* [Kutipan Dokumen]
↓↓↓
Aerli sengaja memanggil kesenian Kuda Depok untuk menarik minat anak-anak saat helaran atau arak-arakan berlangsung. “Biar anak-anak seneng. Enggak bosen,” tuturnya. Kehadiran Kuda Depok berikut gema musik Tarling saat arak-arakan terbukti menambah semarak. Bahkan, menyita perhatian masyarakat sekitar.
Begitu mendengar iringan musik, seorang ibu seketika masuk rumah, lalu membopong buah hatinya keluar untuk bergabung dengan masyarakat lainnya. Mereka antusias menonton barisan serbamerah bergerak mengular memenuhi jalan raya. “Iki ana hajat apa sih, Yu? (Ini ada acara apa sih, Mbak?)”, tanyanya kepada seorang perempuan.
Tak beroleh jawaban, ibu tersebut memutuskan mengikuti arak-arakan sejauh 1,1 km menuju Taman Tugu Perjuangan Indramayu. Di sana, ia melihat baliho besar bertulis Tetirah, Tribute to Mimi Rasinah, tempat rombongan arak-arakan bermuara.
Ketidaktahuan sang ibu cukup berlasan, lantaran Tetirah merupakan gelaran kali pertama peringatan haul Mimi Rasinah mengusung konsep festival berskala internasional. Penari-penari berkebangsaan Spanyol, Italia, Jerman, Serbia, Kosta Rika, Argentina, dan Amerika, serta penari beberapa daerah di Jawa turut hadir meramaikan acara, mempersembahkan beragam tarian, tradisi hingga kontemporer.
Sejatinya, acara sejenis acap terselenggara saban tahun, tiap tanggal 7 Agustus. Namun, secara konsep dan sajian sangat jauh berbeda. Peringatan haul tahun-tahun sebelumnya berlangsung sederhana di areal sanggar. Rangkaian acara pun sebatas unjungan, selamatan, ziarah, dan pentas tari anak-anak sanggar.
↑↑↑
* [Data yang Tersedia]
↓↓↓
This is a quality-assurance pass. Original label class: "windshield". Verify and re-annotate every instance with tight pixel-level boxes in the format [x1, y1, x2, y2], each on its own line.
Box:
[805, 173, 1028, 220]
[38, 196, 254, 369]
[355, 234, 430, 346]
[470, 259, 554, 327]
↑↑↑
* [Tujuan 1]
Ubah paragraf yang dimulai dengan "Sejatinya, acara sejenis" dalam teks tentang haul Mimi Rasinah menjadi daftar poin yang lebih ringkas. Pertahankan fakta-fakta utamanya.
* [Tujuan 2]
Tuliskan lanjutan teks tentang haul Mimi Rasinah, dimulai sesudah kalimat terakhirnya.

* [Jawaban Latihan 1]
- Acara sejenis biasanya diadakan setiap tahun pada tanggal 7 Agustus.
- Konsep dan sajiannya sangat jauh berbeda.
- Peringatan haul pada tahun-tahun sebelumnya berlangsung sederhana di areal sanggar.
- Rangkaian acaranya hanya berupa unjungan, selamatan, ziarah, dan pentas tari anak-anak sanggar.

* [Jawaban Latihan 2]
Aerli mengaku cukup kerepotan mempersiapkan segala persiapan Tetirah. Mulai pendaanan hingga jadwal pengisi acara, termasuk penari mancanegara. Selain itu, persiapan semakin pendek karena pihaknya mendapat undangan kenegaraan, mengisi acara di luar negeri. “Harusnya kan Agustus, akhirnya acara dimajukan jadi bulan Mei,” ungkapnya.
Gadai Sawah
Keberanian menggelar Tetirah justru mendapat apresiasi positif berbagai pihak. Kepala Disbudpar Indramayu, Odang Kusmayadi, menganggap acara peringatan haul dengan kemasan berbeda sangat diperlukan bagi penikmat seni dan budaya di Indramayu.
Kehadiran penari mancanegara, lanjut Odang, sangat baik pula untuk memacu kaum muda semakin mencintai tari tradisi. “Masa orang asing mau belajar tradisi, kita tidak!” keluhnya. “Kami ingin acara ini menjadi agenda rutin tiap tahun”.
Menjadi acara tahunan memang penting, tapi Silvia Larrauri sebagai art director, menginginkan agar masyakarat tak lupa terhadap kultur serta esensi peringatan haul Mimi Rasinah.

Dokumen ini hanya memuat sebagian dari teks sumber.